Over time, this can help to increase your intelligence and improve your memory. It does this by creating an alternative way of thinking; you create a different emotional response to situations. You can create a level of self-assuredness along with an appropriate emotional response to a situation that you did not feel comfortable in before. “True” self-confidence can help your child’s brain to create new neurons and synapses within their brain because of a new way of thinking about a problem and how to handle it.
Conversely, growing up with little to no “True” Self-Confidence can have a seriously negative effect on your child’s brain. It can create problems that they normally would not have to deal with. It can seriously limit their ability to learn or to become productive members of society, and we all want and need to be accepted as valuable members of society.
So, as you can see, there are several positive things about having a high level of “True” self-confidence. The higher your level of “True” self-confidence, the less likely you will be to suffer from depression, which can have a wholly distinct set of problems by itself.
True self-confidence is based on actual accomplishments. We could base these upon athletics, academics, extra-curricular activities, a hobby, or even social activities. The bottom line is that it must be something that requires extra effort to continually improve. Learning how to walk or talk or ride a bicycle, or even drive a car are all examples of accomplishments.

■ **Written problem 1**:
Name the activities the self-confidence text gives as things true self-confidence could be based on.
■ **Written problem 2**:
Quote the part of the self-confidence text that opens with the words containing "So, as you can" and closes with "examples of accomplishments.".
The lines after this point come from a separate source.

■ **Records**:
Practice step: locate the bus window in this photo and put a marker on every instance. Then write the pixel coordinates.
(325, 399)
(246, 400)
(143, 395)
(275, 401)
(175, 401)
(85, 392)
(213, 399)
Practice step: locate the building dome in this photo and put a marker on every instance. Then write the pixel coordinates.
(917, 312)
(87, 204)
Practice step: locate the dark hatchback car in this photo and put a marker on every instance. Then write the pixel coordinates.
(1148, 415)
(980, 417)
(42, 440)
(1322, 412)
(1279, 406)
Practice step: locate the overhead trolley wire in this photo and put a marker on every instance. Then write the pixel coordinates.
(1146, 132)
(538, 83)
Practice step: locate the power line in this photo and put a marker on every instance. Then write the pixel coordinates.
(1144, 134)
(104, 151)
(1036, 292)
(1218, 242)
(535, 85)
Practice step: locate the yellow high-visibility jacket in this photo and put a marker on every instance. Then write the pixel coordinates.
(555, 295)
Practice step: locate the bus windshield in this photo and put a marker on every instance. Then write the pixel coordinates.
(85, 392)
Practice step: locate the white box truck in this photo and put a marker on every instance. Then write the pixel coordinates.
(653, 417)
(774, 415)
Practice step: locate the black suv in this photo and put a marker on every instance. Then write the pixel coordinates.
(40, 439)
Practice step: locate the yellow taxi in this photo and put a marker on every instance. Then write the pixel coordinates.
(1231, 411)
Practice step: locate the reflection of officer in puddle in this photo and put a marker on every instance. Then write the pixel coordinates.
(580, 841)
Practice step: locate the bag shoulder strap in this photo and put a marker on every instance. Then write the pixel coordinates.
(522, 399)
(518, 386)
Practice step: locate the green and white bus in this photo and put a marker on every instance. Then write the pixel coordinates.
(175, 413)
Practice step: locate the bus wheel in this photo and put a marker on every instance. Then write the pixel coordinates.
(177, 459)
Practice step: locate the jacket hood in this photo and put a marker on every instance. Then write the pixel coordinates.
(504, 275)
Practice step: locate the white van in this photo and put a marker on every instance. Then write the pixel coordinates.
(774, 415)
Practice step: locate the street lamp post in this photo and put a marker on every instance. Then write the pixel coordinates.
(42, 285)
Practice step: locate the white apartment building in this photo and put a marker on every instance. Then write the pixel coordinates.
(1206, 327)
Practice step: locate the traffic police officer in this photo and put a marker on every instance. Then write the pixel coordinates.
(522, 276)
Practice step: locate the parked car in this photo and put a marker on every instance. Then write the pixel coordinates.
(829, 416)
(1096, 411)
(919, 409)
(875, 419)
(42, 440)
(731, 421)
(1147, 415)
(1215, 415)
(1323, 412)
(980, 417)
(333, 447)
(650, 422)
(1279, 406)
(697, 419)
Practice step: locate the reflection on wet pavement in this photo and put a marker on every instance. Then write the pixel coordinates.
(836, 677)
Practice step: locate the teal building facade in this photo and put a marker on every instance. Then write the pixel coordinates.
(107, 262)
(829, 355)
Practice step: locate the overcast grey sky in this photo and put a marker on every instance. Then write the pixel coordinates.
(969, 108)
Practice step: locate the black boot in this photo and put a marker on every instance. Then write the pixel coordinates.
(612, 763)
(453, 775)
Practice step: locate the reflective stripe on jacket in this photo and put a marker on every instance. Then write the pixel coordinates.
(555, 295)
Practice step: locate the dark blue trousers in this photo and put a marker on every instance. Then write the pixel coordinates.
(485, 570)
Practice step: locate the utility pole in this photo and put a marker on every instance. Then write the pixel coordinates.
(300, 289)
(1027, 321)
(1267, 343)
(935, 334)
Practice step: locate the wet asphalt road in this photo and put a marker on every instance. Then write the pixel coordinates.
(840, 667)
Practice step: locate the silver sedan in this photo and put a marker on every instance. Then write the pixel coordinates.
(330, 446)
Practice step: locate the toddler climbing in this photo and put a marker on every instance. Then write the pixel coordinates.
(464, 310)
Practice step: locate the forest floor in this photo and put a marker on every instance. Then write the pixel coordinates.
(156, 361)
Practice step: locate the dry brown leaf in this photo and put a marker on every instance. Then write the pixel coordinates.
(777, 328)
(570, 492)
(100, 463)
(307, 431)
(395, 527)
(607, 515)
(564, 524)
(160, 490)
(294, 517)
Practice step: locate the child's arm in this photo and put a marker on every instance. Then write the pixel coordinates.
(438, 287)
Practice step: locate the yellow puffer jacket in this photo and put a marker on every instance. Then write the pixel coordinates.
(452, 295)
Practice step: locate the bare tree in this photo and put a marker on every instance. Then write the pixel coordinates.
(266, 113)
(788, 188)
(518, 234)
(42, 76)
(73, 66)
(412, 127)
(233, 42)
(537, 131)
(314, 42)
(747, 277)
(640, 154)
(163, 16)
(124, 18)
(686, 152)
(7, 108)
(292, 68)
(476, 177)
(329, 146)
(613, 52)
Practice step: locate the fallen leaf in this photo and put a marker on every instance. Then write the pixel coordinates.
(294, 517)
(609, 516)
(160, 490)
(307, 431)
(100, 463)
...
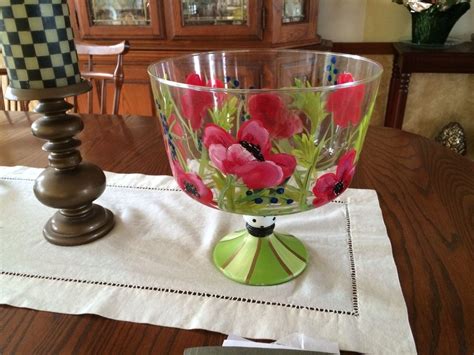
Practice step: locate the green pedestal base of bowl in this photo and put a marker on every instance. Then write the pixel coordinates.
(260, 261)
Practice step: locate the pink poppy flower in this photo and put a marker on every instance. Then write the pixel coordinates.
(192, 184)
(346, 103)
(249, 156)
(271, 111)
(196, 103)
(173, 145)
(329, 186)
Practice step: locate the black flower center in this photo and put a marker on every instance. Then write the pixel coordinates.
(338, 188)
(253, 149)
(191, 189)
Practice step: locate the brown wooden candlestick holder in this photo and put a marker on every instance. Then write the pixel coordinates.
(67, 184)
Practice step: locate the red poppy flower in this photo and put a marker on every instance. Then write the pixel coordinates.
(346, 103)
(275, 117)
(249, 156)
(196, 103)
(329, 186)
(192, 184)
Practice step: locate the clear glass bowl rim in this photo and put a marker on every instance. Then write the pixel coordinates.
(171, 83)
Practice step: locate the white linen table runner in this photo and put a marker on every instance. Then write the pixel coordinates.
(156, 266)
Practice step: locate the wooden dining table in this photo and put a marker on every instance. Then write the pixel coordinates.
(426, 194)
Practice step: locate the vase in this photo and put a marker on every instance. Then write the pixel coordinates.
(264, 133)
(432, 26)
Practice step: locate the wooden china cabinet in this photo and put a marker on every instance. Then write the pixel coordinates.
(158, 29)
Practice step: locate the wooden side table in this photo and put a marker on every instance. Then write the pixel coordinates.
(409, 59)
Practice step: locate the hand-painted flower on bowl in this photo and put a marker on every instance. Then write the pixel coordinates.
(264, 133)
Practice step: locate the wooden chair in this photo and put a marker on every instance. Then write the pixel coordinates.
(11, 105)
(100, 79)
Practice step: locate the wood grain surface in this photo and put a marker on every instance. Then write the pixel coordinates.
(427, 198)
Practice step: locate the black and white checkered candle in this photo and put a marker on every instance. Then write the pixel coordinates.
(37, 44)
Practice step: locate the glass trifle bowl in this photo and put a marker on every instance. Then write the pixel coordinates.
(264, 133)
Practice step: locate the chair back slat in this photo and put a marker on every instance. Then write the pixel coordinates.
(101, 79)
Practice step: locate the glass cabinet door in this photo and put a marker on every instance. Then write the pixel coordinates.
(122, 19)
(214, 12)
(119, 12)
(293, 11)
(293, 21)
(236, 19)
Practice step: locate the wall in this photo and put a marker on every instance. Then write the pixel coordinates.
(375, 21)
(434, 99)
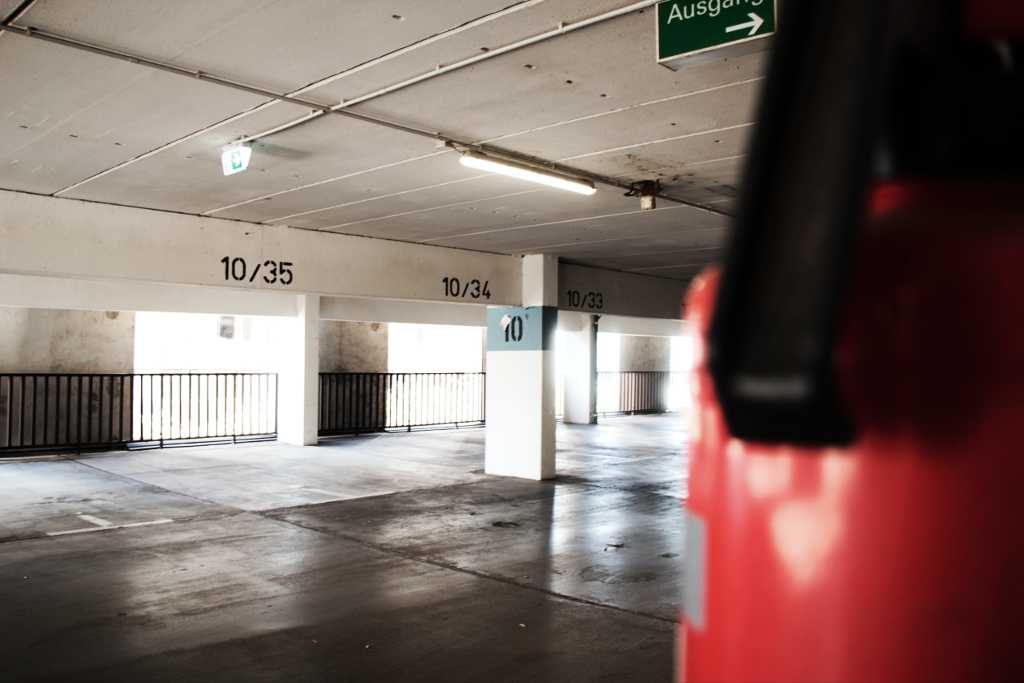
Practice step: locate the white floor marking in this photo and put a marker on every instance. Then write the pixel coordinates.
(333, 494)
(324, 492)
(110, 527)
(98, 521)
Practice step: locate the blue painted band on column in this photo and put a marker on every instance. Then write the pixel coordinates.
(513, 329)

■ **Written solution 1**:
Athletics, academics, extra-curricular activities, a hobby, social activities

■ **Written solution 2**:
So, as you can see, there are several positive things about having a high level of “True” self-confidence. The higher your level of “True” self-confidence, the less likely you will be to suffer from depression, which can have a wholly distinct set of problems by itself.
True self-confidence is based on actual accomplishments. We could base these upon athletics, academics, extra-curricular activities, a hobby, or even social activities. The bottom line is that it must be something that requires extra effort to continually improve. Learning how to walk or talk or ride a bicycle, or even drive a car are all examples of accomplishments.